Information given section start
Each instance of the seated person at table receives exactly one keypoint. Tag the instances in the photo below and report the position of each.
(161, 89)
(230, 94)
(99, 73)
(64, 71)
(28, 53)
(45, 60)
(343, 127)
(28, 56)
Information given section end
In your answer, reproduce every entry exactly as it was written.

* [Result of the exercise]:
Each instance of the seated person at table receives exactly one keypoint. Tag the instances in the photo below and report the position of each.
(161, 89)
(230, 94)
(99, 73)
(64, 71)
(28, 53)
(45, 60)
(343, 127)
(28, 56)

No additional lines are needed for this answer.